* Goal *
Edit the entries below by changing each "thickest part" to "widest part". Leave every other line and word unchanged.

(Data extracted from a collection)
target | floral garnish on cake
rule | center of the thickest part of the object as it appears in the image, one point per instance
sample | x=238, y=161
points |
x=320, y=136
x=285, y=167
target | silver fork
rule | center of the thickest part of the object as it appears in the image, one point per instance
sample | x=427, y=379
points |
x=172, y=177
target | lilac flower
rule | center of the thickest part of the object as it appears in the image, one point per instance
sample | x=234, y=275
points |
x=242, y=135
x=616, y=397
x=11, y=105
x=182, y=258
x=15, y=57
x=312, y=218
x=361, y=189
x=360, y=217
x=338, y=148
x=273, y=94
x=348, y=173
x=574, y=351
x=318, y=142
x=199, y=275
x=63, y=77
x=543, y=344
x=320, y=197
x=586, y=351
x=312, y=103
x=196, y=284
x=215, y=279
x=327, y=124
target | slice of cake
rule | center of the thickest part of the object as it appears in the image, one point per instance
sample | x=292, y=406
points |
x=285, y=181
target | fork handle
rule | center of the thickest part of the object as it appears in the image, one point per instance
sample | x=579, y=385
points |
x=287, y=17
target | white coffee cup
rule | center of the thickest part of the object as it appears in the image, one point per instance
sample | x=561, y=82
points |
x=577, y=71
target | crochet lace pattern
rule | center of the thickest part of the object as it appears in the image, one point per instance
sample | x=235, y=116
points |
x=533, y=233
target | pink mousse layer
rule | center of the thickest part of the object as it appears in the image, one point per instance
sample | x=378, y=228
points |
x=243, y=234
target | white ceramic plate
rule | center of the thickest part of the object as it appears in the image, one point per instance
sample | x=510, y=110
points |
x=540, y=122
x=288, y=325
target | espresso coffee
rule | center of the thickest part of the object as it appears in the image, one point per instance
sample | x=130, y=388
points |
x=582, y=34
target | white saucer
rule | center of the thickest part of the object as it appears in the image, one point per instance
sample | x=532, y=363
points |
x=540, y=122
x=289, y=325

* Result of the task *
target | floral garnish on cake
rule | center of the widest part of the object as it appears in the image, one point per instance
sample | x=238, y=161
points |
x=320, y=136
x=285, y=167
target | silver fork
rule | center of the widest part of the object as it appears in the image, one point per instance
sample | x=427, y=379
points |
x=172, y=177
target | lilac flower
rule | center of the widest part of the object as it appears in the image, one point per instance
sample | x=234, y=275
points |
x=242, y=135
x=616, y=397
x=11, y=105
x=182, y=258
x=15, y=57
x=312, y=218
x=361, y=189
x=360, y=217
x=338, y=148
x=273, y=94
x=348, y=173
x=574, y=351
x=318, y=142
x=199, y=275
x=63, y=77
x=543, y=344
x=320, y=197
x=586, y=351
x=312, y=103
x=196, y=284
x=215, y=279
x=327, y=124
target | slice of cake
rule | center of the widest part of the object as it appears in the image, one point per instance
sample | x=292, y=406
points |
x=285, y=181
target | fork handle
rule | center of the widest part of the object as it appears in the image, one point per instance
sample | x=579, y=385
points |
x=287, y=17
target | white coffee cup
rule | center of the widest part of the object as it appears in the image, one point per instance
sample | x=561, y=82
points |
x=577, y=71
target | crochet lace pattern
rule | center of the widest part of the object as it appears in the image, one point per instance
sample | x=235, y=116
points |
x=533, y=233
target | pink mousse layer
rule | center of the widest part of the object as it appears in the image, one point per instance
sample | x=378, y=228
points |
x=243, y=234
target | white ceramic plate
rule | center of the widest part of the object as it appears in the image, one point per instance
sample | x=510, y=110
points |
x=540, y=122
x=288, y=325
target | espresso coffee
rule | center of the widest part of the object as it appears in the image, one point per instance
sample | x=130, y=388
points |
x=582, y=34
target | white saucer
rule | center of the widest part of the object as it appears in the image, one point per instance
sample | x=532, y=363
points |
x=540, y=122
x=289, y=325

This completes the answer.